▶
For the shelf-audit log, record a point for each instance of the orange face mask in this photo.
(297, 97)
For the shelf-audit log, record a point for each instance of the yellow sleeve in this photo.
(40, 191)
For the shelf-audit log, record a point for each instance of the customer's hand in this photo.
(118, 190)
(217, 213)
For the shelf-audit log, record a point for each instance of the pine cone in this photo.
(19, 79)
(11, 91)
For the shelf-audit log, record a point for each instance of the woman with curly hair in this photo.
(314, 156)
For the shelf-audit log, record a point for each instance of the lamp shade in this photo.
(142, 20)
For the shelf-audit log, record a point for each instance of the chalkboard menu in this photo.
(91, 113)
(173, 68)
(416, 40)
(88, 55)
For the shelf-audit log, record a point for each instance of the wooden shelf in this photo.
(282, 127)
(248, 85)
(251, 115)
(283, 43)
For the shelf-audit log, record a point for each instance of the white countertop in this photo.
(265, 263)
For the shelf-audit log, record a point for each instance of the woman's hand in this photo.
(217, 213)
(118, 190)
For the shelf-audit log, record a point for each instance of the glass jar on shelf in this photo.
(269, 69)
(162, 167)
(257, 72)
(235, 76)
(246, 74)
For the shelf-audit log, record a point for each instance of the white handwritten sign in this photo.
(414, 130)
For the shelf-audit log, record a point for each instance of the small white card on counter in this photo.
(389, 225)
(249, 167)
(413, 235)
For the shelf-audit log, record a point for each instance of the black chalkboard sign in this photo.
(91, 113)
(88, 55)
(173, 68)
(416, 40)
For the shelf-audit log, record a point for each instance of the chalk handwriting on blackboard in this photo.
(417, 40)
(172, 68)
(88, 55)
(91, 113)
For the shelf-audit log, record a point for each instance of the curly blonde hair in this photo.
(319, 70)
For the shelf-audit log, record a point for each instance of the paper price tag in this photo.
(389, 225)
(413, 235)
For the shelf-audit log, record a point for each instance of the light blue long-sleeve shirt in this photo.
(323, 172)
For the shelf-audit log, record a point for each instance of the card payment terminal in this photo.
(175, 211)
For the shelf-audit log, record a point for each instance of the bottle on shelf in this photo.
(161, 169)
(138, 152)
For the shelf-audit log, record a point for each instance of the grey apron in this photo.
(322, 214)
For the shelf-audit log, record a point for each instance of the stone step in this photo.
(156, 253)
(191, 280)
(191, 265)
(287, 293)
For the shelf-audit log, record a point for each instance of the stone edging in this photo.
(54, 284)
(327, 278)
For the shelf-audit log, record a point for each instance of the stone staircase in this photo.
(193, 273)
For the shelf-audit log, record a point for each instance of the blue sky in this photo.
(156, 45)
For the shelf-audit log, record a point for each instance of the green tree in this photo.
◀
▶
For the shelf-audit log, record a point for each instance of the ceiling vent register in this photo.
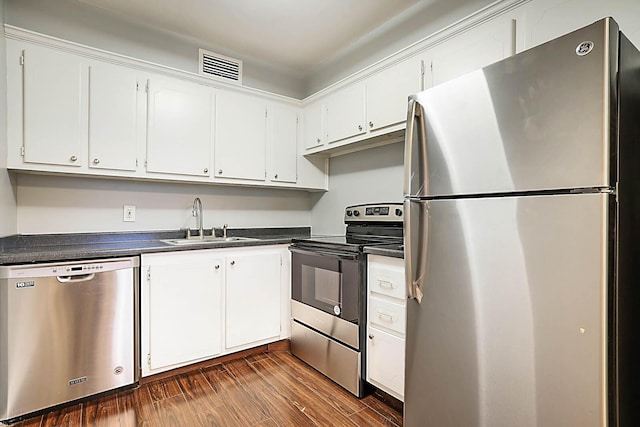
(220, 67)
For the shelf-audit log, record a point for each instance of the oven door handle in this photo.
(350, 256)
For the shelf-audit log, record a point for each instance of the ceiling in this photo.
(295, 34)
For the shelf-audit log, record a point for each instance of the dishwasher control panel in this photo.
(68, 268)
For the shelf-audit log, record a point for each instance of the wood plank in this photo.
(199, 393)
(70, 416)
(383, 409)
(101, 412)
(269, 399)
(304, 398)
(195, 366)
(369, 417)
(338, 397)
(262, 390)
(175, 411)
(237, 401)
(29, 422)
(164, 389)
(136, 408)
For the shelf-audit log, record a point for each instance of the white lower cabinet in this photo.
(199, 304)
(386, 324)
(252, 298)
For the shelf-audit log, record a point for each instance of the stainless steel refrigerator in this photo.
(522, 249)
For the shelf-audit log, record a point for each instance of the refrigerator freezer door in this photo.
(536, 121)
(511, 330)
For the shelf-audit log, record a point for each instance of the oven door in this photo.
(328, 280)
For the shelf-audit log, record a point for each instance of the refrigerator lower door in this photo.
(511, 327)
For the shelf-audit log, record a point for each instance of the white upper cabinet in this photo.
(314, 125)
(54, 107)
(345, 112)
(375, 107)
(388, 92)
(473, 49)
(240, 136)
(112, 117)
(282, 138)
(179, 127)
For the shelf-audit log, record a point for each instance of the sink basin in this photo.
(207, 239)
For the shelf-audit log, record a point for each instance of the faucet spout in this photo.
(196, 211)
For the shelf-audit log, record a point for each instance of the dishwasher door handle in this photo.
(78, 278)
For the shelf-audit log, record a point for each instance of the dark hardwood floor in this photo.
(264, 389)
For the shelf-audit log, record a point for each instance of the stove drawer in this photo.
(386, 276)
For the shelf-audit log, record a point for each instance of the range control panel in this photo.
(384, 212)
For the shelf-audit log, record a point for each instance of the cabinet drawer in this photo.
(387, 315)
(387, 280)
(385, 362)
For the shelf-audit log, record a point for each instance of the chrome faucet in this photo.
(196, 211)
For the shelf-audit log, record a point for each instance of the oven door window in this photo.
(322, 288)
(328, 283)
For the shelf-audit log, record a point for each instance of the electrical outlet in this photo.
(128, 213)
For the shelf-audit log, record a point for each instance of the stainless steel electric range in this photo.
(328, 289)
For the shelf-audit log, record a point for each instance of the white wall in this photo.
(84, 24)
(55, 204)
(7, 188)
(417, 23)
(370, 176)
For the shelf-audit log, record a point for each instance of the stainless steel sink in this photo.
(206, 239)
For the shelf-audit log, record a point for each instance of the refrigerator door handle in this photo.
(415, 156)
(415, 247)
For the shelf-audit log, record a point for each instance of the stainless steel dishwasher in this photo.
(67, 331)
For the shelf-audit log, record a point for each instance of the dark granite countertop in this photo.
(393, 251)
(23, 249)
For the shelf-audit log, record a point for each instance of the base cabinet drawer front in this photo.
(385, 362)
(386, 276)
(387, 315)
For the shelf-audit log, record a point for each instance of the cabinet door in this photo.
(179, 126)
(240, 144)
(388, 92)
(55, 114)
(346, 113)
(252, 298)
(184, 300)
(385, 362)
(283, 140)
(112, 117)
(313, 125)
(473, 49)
◀
### DIRECTION
Please list every line in the entries above that contains the word "sink", copying each such line in full.

### TASK ANSWER
For the shelf-audit log, record a point for each instance of the sink basin in this photo.
For the shelf-audit log, record a point for each instance of the stainless steel sink in this photo.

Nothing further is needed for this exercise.